## SET EXERCISE 1
In the Bézier curve thread, take everything from "In attempting to" down to "very much appreciated." and write it out again, swapping "OCaml" for "F#".

A friend came across a quadratic Bézier curve function in his codebase that used a gigantic rats nest of a switch table to perform the computation. He challenged me to find a single, short expression that would allow him to replace the gigantic block of code.
In attempting to satisfy two different curiosities, I thought I'd try implementing the function in OCaml. I'm a very novice OCaml programmer and I'm also unfamiliar with the function and this specific implementation is hard to come by via Google.
Critiques on both the function's performance/correctness as well as its implementation are very much appreciated.
Implementation of Quadratic Bézier Curve:
let rec b2 n =
let p1 = -10. in
let p2 = 10. in
let q = n*.n in
let rec b2i n i hd =
if i > n then
List.rev hd
else
let t = i /. n in
b2i n (i+.1.) ((((1.-.t)**2.)*.p1+.(2.*.t*.(1.-.t)*.q)+.(t**2.)*.p2) :: hd)
in
b2i n 0. []
;;
let floatprint lst =
List.iter (fun f -> Printf.printf "%f; " f) lst ;;
floatprint (b2 8.);;
b2 isn't recursive, so no need for [let rec b2 n =]. Since n never changes, no need to have it as argument to b2i, just use n from the enclosing scope. Your inner function should depend on p0, p1 and p2, but I see it depending on -10., n**2 and 10. The function also has the form of a map from [ 0.0; 1.0; 2.0; ...; n.0] to the final values. Could you write it:
let b i =
let t = i /. n in
let tminus = (1.-.t) in
(tminus *. tminus *. p0) +. (2. *. t *. tminus *. p1) +. (t *. t * p2)
in
List.map b ([generate list 1.0; 2.0; ... n.0])
A function to generate the list 1.0...n.0 could be: (for small n)
let rec count m n = if m > n then [] else m :: (count (m+.1.) n)

(Records from a collection)

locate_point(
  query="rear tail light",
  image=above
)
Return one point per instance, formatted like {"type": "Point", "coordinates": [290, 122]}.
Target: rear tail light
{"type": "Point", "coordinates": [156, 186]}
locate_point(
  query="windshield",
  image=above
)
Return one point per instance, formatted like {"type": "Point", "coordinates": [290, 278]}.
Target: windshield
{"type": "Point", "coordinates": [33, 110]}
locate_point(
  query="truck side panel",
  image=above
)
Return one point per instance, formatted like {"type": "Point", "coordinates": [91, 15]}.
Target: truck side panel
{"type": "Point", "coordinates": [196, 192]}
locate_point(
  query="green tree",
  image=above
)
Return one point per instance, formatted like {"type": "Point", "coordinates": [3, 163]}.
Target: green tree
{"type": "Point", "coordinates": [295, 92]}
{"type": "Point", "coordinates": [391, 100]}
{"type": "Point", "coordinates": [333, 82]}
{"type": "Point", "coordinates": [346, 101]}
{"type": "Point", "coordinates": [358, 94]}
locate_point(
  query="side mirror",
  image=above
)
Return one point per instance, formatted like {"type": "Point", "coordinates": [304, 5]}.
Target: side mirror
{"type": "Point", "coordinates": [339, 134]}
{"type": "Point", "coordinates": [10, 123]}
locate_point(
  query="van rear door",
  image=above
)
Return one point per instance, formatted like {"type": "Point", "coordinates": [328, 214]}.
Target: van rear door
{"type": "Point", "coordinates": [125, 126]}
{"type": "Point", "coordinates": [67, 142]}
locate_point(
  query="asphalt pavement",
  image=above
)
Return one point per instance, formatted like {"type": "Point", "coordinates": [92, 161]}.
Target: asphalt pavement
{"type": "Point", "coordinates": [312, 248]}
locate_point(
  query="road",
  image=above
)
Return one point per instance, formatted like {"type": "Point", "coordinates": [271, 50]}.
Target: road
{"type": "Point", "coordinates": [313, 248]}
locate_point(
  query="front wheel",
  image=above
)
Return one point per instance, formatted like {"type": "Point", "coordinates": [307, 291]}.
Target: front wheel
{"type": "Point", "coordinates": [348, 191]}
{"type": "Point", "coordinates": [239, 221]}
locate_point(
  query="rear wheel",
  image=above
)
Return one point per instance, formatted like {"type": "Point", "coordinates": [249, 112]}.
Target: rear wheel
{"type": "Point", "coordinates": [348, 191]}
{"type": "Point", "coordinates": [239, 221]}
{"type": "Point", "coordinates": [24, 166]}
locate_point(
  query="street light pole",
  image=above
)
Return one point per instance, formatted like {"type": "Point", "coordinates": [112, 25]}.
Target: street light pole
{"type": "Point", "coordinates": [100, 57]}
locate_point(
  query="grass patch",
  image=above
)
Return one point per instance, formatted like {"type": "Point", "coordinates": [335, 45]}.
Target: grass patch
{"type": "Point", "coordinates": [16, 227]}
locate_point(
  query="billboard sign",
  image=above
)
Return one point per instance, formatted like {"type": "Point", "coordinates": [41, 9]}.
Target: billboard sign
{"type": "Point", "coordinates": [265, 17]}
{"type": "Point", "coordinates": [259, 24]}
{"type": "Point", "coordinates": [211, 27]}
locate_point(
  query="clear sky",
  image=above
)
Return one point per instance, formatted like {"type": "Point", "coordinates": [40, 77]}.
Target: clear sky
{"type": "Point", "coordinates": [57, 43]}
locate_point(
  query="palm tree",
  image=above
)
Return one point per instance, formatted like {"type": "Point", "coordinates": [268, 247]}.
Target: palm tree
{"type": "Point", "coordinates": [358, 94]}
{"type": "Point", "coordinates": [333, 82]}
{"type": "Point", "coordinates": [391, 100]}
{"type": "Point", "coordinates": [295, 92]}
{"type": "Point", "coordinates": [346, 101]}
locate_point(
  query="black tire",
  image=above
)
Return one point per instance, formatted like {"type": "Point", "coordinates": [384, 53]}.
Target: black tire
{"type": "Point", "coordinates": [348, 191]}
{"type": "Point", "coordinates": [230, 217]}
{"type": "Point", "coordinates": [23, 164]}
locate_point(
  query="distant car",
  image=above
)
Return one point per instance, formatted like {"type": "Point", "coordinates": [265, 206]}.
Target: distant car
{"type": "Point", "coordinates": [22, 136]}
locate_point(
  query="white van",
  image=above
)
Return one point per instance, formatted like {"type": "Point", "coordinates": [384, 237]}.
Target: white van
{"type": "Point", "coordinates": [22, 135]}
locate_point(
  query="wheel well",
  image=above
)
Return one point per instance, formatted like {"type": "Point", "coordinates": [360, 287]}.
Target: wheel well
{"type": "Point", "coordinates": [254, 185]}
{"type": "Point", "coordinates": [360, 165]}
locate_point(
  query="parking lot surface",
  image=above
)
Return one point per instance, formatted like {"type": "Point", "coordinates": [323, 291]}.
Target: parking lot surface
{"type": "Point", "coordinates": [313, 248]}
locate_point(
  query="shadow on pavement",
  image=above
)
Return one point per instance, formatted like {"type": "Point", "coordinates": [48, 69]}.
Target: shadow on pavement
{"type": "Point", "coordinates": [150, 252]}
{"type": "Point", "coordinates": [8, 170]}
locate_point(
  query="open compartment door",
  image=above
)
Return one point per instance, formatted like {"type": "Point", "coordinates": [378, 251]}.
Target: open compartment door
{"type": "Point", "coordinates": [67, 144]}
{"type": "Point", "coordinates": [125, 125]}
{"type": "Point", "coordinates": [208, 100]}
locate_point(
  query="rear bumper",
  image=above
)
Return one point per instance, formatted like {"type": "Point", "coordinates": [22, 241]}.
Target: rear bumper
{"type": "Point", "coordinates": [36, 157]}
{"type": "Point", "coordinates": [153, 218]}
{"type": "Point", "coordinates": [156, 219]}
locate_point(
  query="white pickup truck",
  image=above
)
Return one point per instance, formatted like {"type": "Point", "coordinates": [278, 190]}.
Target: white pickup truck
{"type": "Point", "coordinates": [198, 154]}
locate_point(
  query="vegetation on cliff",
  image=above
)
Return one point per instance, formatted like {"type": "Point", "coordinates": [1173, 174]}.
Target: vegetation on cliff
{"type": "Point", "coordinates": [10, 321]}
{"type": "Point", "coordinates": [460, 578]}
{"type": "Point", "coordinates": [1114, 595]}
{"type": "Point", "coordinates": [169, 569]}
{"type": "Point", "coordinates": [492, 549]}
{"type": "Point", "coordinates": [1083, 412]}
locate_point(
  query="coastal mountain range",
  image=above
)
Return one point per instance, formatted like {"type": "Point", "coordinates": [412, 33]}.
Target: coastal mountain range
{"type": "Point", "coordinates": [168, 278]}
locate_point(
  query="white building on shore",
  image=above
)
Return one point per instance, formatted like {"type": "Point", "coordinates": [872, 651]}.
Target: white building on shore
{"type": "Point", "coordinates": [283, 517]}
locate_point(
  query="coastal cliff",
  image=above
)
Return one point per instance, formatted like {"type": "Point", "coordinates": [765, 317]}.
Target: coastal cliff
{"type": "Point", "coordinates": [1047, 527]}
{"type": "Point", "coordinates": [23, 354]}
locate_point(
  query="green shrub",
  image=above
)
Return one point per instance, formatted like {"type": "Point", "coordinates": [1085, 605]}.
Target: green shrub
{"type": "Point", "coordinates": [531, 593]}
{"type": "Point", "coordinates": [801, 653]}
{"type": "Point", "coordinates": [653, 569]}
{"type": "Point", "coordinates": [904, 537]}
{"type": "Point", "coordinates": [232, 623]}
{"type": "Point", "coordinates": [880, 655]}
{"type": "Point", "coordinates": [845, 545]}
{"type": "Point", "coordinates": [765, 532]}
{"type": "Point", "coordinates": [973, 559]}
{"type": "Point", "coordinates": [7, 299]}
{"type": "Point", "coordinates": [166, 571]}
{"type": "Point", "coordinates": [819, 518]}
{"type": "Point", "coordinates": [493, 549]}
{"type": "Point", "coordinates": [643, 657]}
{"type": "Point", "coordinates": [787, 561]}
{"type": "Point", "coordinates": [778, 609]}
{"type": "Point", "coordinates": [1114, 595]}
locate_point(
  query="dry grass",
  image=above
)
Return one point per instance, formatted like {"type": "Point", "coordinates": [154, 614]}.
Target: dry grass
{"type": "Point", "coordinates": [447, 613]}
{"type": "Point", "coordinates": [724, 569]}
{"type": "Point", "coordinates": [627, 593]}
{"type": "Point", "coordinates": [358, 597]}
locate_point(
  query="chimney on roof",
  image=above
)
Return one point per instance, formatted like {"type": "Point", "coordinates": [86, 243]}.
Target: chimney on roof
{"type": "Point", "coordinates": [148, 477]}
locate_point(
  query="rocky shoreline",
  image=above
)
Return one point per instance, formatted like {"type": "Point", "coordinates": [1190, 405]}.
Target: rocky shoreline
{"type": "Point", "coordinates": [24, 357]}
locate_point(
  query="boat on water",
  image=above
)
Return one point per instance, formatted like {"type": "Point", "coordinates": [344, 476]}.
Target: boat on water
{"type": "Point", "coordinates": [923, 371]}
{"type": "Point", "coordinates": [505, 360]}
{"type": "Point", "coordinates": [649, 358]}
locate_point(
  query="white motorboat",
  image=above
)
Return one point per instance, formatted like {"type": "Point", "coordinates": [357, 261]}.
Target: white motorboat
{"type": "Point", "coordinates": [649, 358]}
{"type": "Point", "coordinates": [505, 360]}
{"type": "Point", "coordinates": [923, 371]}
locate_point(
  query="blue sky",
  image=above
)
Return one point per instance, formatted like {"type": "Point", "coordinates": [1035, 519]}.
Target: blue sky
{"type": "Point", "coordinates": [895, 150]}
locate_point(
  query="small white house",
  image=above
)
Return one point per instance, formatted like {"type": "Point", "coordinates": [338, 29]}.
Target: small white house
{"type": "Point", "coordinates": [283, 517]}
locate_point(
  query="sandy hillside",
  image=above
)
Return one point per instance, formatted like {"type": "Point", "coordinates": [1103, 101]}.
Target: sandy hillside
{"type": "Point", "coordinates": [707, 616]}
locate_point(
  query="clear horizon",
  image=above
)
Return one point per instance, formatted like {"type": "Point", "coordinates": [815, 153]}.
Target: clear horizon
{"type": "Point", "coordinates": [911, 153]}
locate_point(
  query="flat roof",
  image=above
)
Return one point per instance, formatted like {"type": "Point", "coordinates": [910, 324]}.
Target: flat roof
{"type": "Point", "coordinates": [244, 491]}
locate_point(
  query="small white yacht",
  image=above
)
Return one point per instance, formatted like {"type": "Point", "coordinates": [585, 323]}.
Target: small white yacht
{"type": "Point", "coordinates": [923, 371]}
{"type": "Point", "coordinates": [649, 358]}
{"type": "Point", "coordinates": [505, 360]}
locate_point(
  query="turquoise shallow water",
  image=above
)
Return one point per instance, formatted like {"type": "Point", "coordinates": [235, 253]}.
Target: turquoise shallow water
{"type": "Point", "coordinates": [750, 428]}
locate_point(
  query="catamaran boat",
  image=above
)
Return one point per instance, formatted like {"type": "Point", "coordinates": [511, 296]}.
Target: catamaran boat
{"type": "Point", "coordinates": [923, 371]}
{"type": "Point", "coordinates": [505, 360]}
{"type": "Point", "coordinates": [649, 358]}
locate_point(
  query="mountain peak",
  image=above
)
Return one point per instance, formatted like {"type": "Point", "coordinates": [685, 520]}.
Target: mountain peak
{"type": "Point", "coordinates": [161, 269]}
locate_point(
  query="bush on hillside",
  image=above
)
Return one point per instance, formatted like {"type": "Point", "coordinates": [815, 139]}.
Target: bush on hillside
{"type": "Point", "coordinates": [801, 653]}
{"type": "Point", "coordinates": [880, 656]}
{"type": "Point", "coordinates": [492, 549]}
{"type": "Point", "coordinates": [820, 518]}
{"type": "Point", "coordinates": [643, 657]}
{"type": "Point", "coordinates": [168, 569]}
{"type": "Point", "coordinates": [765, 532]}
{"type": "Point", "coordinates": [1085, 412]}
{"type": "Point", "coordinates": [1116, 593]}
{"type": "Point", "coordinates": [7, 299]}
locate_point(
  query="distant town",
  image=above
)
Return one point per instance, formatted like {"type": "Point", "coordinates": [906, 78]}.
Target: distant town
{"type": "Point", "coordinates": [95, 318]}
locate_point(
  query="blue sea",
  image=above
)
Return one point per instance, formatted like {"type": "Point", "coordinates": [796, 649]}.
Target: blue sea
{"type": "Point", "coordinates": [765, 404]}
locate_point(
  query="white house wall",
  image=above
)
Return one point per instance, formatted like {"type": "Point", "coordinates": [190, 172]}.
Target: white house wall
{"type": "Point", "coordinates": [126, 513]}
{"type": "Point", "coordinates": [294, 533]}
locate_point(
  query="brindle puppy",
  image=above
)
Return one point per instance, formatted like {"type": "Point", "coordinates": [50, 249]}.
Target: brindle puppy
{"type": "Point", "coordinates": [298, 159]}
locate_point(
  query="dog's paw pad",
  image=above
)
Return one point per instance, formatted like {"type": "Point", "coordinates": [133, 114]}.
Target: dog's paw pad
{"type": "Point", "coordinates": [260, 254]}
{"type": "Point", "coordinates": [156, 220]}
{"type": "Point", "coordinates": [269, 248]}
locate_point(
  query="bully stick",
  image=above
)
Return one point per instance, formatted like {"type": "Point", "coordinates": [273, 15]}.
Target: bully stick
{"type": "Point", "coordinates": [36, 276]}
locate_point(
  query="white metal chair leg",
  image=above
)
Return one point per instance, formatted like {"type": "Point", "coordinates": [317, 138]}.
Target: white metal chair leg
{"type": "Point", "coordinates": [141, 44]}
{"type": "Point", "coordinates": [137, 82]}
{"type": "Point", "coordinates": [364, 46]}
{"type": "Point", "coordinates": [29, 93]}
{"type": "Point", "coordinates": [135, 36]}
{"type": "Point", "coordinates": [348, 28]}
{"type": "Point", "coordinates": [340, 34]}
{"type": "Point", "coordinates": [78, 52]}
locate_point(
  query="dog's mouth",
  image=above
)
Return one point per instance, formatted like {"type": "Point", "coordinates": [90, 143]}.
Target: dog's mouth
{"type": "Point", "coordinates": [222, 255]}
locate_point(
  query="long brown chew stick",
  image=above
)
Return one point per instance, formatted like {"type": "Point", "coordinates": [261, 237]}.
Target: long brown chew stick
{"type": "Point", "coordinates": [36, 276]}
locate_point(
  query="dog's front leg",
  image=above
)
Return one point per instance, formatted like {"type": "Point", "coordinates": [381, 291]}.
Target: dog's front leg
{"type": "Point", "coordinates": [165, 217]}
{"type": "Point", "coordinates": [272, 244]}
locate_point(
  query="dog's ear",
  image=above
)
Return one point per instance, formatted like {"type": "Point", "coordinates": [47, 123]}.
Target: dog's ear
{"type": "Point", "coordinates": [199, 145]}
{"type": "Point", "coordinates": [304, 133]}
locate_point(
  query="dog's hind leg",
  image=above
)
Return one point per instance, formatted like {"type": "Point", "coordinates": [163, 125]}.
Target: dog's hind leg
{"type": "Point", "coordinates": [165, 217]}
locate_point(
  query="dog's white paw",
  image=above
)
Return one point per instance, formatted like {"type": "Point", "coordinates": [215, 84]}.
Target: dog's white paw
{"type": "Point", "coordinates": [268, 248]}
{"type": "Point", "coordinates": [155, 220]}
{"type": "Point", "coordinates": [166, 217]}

## SET EXERCISE 2
Locate each row that contains the string "vegetation" and copy every such row.

## TASK RESPONSE 1
In attempting to satisfy two different curiosities, I thought I'd try implementing the function in F#. I'm a very novice F# programmer and I'm also unfamiliar with the function and this specific implementation is hard to come by via Google.
Critiques on both the function's performance/correctness as well as its implementation are very much appreciated.

## TASK RESPONSE 2
  query="vegetation on cliff",
Target: vegetation on cliff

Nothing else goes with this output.